WRITTEN REQUEST » Rewrite the listing below, replacing "bounding box" with "enclosing rectangle" everywhere it occurs and leaving everything else unchanged.
┌─ RECORD LIST
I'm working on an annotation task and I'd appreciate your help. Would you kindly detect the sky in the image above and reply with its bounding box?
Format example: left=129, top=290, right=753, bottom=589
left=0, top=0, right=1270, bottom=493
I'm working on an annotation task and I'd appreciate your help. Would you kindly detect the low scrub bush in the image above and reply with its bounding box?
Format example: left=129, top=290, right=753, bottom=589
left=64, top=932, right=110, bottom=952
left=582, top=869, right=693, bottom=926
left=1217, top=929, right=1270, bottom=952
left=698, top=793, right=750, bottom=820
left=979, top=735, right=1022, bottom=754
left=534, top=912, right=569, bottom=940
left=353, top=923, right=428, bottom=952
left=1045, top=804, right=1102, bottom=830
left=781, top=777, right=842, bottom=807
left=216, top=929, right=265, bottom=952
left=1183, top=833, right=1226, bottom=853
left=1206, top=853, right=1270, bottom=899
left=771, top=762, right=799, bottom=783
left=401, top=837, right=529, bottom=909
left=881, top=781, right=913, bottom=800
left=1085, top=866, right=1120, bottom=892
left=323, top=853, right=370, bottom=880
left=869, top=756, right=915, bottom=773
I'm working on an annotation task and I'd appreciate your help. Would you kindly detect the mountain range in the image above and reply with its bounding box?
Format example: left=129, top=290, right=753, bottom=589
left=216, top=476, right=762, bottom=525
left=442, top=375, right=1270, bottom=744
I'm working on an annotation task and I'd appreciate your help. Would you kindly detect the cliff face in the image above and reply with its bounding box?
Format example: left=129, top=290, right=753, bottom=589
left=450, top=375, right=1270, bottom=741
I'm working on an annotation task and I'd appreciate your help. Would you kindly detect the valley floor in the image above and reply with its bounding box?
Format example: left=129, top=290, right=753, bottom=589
└─
COMPLETE RESPONSE »
I'm working on an annotation task and I'd appreciate your help. Would you kindly detect the sky in the image above and reply with its enclosing rectangle?
Format example: left=129, top=290, right=753, bottom=589
left=0, top=0, right=1270, bottom=493
I'm working on an annotation task and I'd appreciate your help. Would you kindly detect the low scrub bush in the image above and reply with its enclosing rectangle?
Format example: left=129, top=290, right=753, bottom=589
left=64, top=932, right=110, bottom=952
left=582, top=869, right=693, bottom=926
left=1217, top=929, right=1270, bottom=952
left=698, top=793, right=750, bottom=820
left=979, top=735, right=1022, bottom=754
left=534, top=912, right=569, bottom=940
left=353, top=923, right=428, bottom=952
left=1045, top=804, right=1102, bottom=830
left=781, top=777, right=842, bottom=807
left=216, top=929, right=265, bottom=952
left=1183, top=833, right=1226, bottom=853
left=1206, top=853, right=1270, bottom=899
left=771, top=762, right=799, bottom=783
left=401, top=837, right=529, bottom=909
left=881, top=781, right=913, bottom=800
left=1085, top=866, right=1120, bottom=892
left=323, top=853, right=370, bottom=880
left=869, top=756, right=915, bottom=773
I'm working on an annotation task and I'd appreciate your help. Would you kindly detect the mountain range in the image above and reply with its enclosing rectangle?
Format example: left=129, top=290, right=753, bottom=589
left=216, top=476, right=762, bottom=525
left=442, top=375, right=1270, bottom=744
I'm working on an annotation task and I'd appreciate your help. Would you kindly detect the cliff face in the image above and reply with its enclosing rectangle?
Format example: left=129, top=290, right=753, bottom=589
left=450, top=375, right=1270, bottom=741
I'm working on an annotation task and I'd appreciate your help. Would you kindly detect the valley floor in the image above and reply with its enclosing rectangle?
Format example: left=129, top=290, right=753, bottom=589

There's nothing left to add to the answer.